▶ **Task directions**
What is needed here is a faithful repeat of every entry, with no character changed.

▶ **Provided entries**
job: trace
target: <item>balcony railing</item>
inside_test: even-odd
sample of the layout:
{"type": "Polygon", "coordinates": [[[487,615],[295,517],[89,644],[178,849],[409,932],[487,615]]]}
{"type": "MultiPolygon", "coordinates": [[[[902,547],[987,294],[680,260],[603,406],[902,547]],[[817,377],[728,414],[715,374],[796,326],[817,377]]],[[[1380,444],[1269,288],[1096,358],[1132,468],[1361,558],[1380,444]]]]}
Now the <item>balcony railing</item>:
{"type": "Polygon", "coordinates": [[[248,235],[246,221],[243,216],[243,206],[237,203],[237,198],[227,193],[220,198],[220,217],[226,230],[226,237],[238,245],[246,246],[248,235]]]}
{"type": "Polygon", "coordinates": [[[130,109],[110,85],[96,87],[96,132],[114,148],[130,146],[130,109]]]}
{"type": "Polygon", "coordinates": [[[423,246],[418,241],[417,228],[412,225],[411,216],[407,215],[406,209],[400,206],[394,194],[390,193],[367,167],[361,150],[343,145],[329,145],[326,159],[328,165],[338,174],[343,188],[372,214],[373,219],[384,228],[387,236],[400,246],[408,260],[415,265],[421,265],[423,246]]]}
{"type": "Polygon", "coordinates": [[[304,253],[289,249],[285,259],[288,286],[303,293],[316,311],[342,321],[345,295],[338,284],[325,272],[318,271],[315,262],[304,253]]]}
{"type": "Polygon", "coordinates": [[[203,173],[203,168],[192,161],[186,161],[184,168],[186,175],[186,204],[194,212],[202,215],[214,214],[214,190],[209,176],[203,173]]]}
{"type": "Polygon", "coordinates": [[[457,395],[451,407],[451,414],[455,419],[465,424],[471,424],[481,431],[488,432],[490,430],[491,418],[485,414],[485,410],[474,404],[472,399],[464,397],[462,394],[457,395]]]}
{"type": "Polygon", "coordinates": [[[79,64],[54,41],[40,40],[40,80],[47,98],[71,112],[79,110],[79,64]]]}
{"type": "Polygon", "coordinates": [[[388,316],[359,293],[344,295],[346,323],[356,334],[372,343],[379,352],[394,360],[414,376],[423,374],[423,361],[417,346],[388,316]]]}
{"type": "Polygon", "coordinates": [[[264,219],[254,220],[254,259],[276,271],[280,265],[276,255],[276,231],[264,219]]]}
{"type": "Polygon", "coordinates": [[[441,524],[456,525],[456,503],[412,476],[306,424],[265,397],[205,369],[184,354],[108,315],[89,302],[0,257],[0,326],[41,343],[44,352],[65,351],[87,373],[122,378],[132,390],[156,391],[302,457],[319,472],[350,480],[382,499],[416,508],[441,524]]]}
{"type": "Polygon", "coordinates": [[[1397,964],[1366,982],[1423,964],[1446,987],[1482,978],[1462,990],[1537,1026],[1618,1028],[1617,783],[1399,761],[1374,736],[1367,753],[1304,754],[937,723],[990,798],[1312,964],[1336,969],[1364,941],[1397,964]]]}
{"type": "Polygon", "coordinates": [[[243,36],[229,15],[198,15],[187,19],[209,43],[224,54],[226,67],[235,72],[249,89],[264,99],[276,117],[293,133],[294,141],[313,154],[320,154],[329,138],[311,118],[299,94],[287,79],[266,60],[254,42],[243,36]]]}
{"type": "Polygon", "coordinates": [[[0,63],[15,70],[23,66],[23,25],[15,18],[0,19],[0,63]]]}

▶ **Task solution**
job: trace
target: <item>balcony railing</item>
inside_test: even-odd
sample of the layout:
{"type": "Polygon", "coordinates": [[[487,615],[295,517],[89,644],[178,849],[409,932],[487,615]]]}
{"type": "MultiPolygon", "coordinates": [[[[902,547],[987,294],[680,260],[603,406],[902,547]],[[817,377],[728,414],[715,374],[796,326],[817,377]]],[[[1380,444],[1269,288],[1096,358],[1132,468],[1361,558],[1380,444]]]]}
Now the <item>balcony railing</item>:
{"type": "Polygon", "coordinates": [[[248,235],[246,221],[243,216],[243,206],[237,203],[237,198],[227,193],[220,198],[220,217],[226,230],[226,237],[238,245],[246,246],[248,235]]]}
{"type": "Polygon", "coordinates": [[[130,109],[110,85],[96,87],[96,132],[114,148],[130,146],[130,109]]]}
{"type": "Polygon", "coordinates": [[[423,246],[418,241],[417,228],[412,225],[411,216],[407,215],[406,209],[400,206],[394,194],[390,193],[367,167],[361,150],[343,145],[329,145],[326,159],[328,165],[338,174],[343,188],[372,214],[373,219],[384,228],[387,236],[400,246],[408,260],[415,265],[421,265],[423,246]]]}
{"type": "Polygon", "coordinates": [[[304,253],[289,249],[285,259],[288,286],[303,293],[316,311],[342,321],[345,295],[338,284],[325,272],[318,271],[315,262],[304,253]]]}
{"type": "Polygon", "coordinates": [[[203,173],[203,168],[192,161],[186,161],[184,168],[186,175],[186,204],[194,212],[202,215],[214,214],[214,190],[209,176],[203,173]]]}
{"type": "Polygon", "coordinates": [[[457,395],[451,407],[451,414],[455,419],[465,424],[471,424],[481,431],[488,432],[490,430],[491,418],[485,414],[485,410],[474,404],[472,399],[464,397],[462,394],[457,395]]]}
{"type": "Polygon", "coordinates": [[[79,64],[54,41],[40,40],[40,80],[47,98],[71,112],[79,110],[79,64]]]}
{"type": "Polygon", "coordinates": [[[388,316],[359,293],[344,295],[346,323],[356,334],[372,343],[379,352],[394,360],[414,376],[423,374],[423,361],[417,346],[388,316]]]}
{"type": "Polygon", "coordinates": [[[264,219],[254,220],[254,259],[276,271],[280,265],[276,255],[276,231],[264,219]]]}
{"type": "Polygon", "coordinates": [[[441,524],[456,525],[456,503],[412,476],[306,424],[265,397],[205,369],[184,354],[108,315],[89,302],[0,257],[0,326],[41,343],[44,352],[65,351],[87,373],[122,378],[132,390],[156,391],[302,457],[319,472],[350,480],[382,499],[416,508],[441,524]]]}
{"type": "Polygon", "coordinates": [[[1397,964],[1366,982],[1423,964],[1446,987],[1482,978],[1462,990],[1537,1026],[1618,1028],[1617,783],[1399,761],[1374,736],[1367,753],[1304,754],[937,723],[990,798],[1312,964],[1336,969],[1364,941],[1397,964]]]}
{"type": "Polygon", "coordinates": [[[243,36],[229,15],[198,15],[187,19],[209,43],[224,54],[226,67],[235,72],[249,89],[264,99],[276,117],[293,133],[294,141],[313,154],[320,154],[329,138],[311,118],[299,94],[287,79],[266,60],[254,42],[243,36]]]}
{"type": "Polygon", "coordinates": [[[0,63],[15,70],[23,66],[23,25],[15,18],[0,19],[0,63]]]}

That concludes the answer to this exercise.